* _Exercise tasks_
**A)** According to the sole-trader bankruptcy excerpt, how many Sole Traders are there in Australia?
**B)** Reproduce the stretch of the sole-trader bankruptcy excerpt from "Thousands of Sole" through "5 million Aussies.".
**C)** Condense the paragraph of the sole-trader bankruptcy excerpt that opens "Debt Agreement Administrators are expecting" into a short bulleted list that keeps its main facts.

--- start Source excerpt ---

Thousands of Sole Traders will have no choice but to file for Bankruptcy, according to Beyond Debt’s Ben Paris. The government thresholds for Debt Agreements, an alternative to Bankruptcy, are too low at $118,063.40 and the three years term too short to assist many. There are 912,411 Sole Traders, the most common business structure in Australia, employing just under 5 million Aussies.

Debt Agreement Administrators are expecting a tsunami of insolvent Sole Traders in the coming months now job keeper has been turned off. Members are already receiving calls from Sole Traders they can’t assist because they owe too much or can’t afford enough to make a 3-year arrangement with creditors.

The only solution that the Morrison Government is offering Sole Traders is making Bankruptcy shorter but not less onerous. “We are expecting the Government to reintroduce one-year bankruptcy at least for an interim period,” said Australia Restructuring and Turnaround Association (ARITA) CEO John Winter.

--- end Source excerpt ---
--- start Recorded data ---

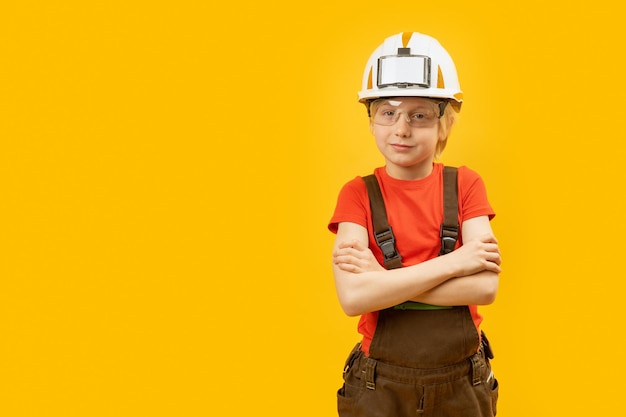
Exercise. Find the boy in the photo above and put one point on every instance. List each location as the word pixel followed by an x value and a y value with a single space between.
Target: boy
pixel 422 351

--- end Recorded data ---

* _Task responses_
**A)** 912,411

**B)**
Thousands of Sole Traders will have no choice but to file for Bankruptcy, according to Beyond Debt’s Ben Paris. The government thresholds for Debt Agreements, an alternative to Bankruptcy, are too low at $118,063.40 and the three years term too short to assist many. There are 912,411 Sole Traders, the most common business structure in Australia, employing just under 5 million Aussies.

**C)**
- Debt Agreement Administrators expect a tsunami of insolvent Sole Traders in the coming months now that job keeper has been turned off.
- Members are already getting calls from Sole Traders they can't assist.
- These Sole Traders either owe too much or can't afford enough to make a 3-year arrangement with creditors.